Extrait>
--

On change. En profondeur, et ce qu'on croit être n'est en somme qu'une apparence que l'on se donne, une protection.
J'ai écouté hier le gai savoir sur France Culture, Enthoven parlait d'un livre de Clément Rosset, dans lequel il développe l'idée que moins on se connaît, mieux on se porte. Idée qui vient également des anciens, de Montaigne à Spinoza, et tant d'autres, que certains prennent comme une boutade.
Pourtant...
Je te laisse le lien, si l'envie te prend d'écouter, c'est intéressant:
http://www.franceculture.fr/emission-le-gai-savoir-moins-on-se-connait-mieux-on-se-porte-2014-03-02
L'identité n'existerait pas, ou elle ne serait que sociale, un moi créé par l'imaginaire des autres...
Pour ma part, je sais que j'ai changé. Au fil des lectures, au fil des conférences et des rencontres, j'ai perdu de cette tristesse qui m'accompagnait trop souvent. Je garde l’œil ouvert sur le monde, et ma révolte n'a pas pris une ride, mais elle n'a plus cette colère immense.
Je ne saurai me définir à travers un fruit comme tu l'as fait, et si bien, mais s'il en est un qui me met en joie, c'est l'ananas. (sans référence aucune avec les évènements débiles de ces derniers temps).
"Je suis devenu quelqu'un d'autre, quelqu'un pour qui je n'étais pas fait".

--

Données fournies>
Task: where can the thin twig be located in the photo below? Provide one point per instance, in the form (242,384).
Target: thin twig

--

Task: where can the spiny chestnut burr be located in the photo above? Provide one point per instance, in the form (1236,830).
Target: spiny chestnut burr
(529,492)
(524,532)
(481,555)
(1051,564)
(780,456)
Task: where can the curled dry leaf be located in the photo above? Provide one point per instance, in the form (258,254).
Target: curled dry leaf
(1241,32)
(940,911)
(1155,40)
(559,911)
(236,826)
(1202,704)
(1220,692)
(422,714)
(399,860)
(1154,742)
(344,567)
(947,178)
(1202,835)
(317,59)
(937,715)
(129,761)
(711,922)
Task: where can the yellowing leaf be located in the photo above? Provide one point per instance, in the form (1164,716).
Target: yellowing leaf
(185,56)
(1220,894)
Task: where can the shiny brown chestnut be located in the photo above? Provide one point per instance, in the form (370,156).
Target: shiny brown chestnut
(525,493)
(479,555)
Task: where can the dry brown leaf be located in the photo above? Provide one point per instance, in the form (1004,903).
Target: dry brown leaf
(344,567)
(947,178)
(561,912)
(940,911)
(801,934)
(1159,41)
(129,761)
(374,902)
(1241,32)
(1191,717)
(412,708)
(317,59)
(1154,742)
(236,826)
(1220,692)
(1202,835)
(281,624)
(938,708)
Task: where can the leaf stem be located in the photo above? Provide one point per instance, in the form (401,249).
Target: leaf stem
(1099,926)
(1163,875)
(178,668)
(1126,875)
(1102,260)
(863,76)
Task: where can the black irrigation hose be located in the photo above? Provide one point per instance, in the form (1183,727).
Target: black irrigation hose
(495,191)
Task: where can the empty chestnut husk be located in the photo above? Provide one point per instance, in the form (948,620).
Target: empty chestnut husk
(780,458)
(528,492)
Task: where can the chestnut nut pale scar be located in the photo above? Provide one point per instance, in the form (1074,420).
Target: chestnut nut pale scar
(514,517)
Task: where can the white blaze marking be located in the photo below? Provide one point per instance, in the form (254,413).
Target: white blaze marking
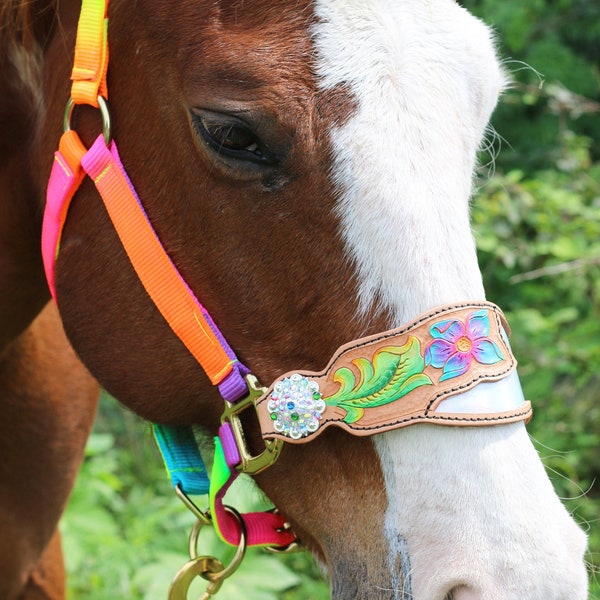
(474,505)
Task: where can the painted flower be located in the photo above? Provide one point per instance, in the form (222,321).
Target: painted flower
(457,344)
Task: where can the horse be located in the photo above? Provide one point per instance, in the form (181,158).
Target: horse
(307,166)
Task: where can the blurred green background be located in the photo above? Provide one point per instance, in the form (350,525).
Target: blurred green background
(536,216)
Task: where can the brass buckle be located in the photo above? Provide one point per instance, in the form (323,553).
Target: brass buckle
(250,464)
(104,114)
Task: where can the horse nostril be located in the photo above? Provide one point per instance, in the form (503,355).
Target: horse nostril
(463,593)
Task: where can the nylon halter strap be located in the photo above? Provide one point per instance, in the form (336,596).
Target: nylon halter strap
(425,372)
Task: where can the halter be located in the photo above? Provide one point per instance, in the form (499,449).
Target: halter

--

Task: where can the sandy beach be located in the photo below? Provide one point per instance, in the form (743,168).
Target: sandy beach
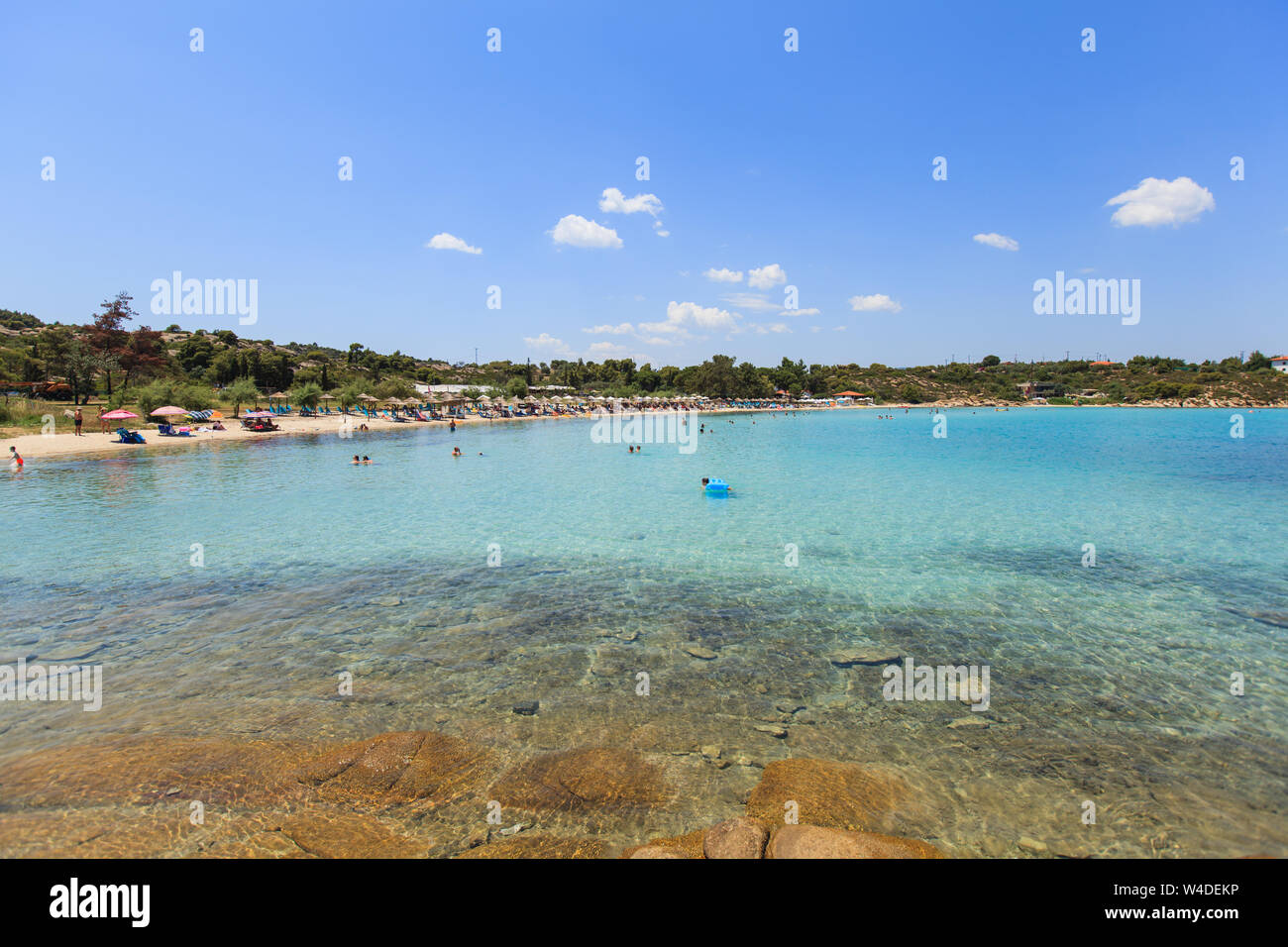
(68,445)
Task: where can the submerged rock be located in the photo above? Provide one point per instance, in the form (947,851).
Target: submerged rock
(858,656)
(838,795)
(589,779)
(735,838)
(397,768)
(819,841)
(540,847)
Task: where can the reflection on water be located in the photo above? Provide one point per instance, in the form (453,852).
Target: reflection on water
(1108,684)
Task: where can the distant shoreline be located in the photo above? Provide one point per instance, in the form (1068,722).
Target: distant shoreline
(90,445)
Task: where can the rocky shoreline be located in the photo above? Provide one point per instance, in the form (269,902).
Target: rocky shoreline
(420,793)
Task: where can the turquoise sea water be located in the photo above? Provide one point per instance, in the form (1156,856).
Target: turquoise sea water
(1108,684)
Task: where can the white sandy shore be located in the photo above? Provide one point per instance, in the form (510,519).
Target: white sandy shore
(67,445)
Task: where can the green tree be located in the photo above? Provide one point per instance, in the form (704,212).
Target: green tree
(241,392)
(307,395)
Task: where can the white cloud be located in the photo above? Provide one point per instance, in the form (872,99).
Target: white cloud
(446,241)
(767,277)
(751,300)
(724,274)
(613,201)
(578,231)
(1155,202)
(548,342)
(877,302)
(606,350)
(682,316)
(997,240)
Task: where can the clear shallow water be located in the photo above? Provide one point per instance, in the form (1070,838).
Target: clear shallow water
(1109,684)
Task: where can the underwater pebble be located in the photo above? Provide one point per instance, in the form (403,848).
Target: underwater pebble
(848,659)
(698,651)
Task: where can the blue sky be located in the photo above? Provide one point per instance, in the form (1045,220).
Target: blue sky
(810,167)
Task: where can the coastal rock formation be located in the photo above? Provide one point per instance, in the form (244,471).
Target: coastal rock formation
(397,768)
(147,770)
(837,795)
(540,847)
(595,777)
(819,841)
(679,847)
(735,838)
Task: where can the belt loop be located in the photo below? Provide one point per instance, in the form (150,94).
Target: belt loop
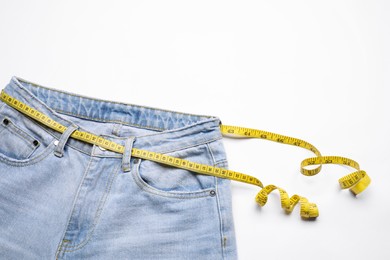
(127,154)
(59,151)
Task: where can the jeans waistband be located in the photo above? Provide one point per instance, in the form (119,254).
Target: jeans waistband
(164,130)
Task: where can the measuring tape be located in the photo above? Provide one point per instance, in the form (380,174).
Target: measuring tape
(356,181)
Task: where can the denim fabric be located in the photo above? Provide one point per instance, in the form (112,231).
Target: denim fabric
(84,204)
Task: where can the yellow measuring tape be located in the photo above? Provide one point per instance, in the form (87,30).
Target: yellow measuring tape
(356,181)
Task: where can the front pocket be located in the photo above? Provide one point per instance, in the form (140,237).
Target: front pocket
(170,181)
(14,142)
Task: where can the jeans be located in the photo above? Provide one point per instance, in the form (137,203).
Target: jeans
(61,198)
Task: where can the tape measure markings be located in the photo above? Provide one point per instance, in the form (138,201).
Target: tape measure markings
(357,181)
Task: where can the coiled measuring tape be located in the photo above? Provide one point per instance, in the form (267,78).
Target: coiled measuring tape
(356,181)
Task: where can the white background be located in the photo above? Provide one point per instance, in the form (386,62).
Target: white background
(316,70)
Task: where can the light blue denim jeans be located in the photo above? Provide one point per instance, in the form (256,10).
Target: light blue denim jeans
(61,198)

--

Consigne 1>
D'après l'extrait, qui a écrit le livre dont parlait Enthoven ?
Consigne 2>
Poursuivez l'extrait sur le changement de soi, à la suite de sa dernière phrase.

Réponse 1>
Clément Rosset.

Réponse 2>
Je pense à l'inverse que je tends à être ce que je suis, et peu m'importe les déguisements qu'ils soient sociaux ou affectifs; je suis sortie de certains de mes enfermements, et sans doute ai-je d'autres pas à franchir, mais je t'avoue que je me sens de mieux en mieux, que le "je" n'a plus à se soucier de ce pour quoi il est fait.
Merci à Gazou et à toi pour cette interrogation qui vaut qu'on si attarde.
Bisous Aza
je vais écouter Polly, je l'écoute tous les dimanche sur Arte dans sa courte émission de philo de même que j'aime bien écouter
Franz Olivier Giesbert sur la 5 le samedi soir
"L'identité n'existerait pas"? c'est sans doute vrai dans la mesure où l'on cherche à exister dans le regard de l'autre,
je pense que ce qui m'a changée c'est quand j'ai enfin compris que je n'aurai jamais les mots que j'attendais depuis que ma mère est devenue dépendante et qu'elle n'a plus toute sa tête; je me suis révoltée au début, je me suis fait beaucoup de mal et puis j'ai réalisé que j'avais encore de jolies choses à vivre et qu'il fallait passer à autre chose
bises Polly
la gratounette me convient bien à moi aussi Martine, j'ai du mal à ne pas gratter là où ça fait mal , à pointer du doigt les incohérences des gens et des situations, l'injustice, l'hypocrisie, c'est plus fort que moi
c'est très lié à mon enfance mais je me dis de plus en plus que l'on ne peut pas refaire le monde ni les gens, s'ils veulent changer c'est d'eux que cela doit venir, s'ils ne le souhaitent pas tant pis pour eux!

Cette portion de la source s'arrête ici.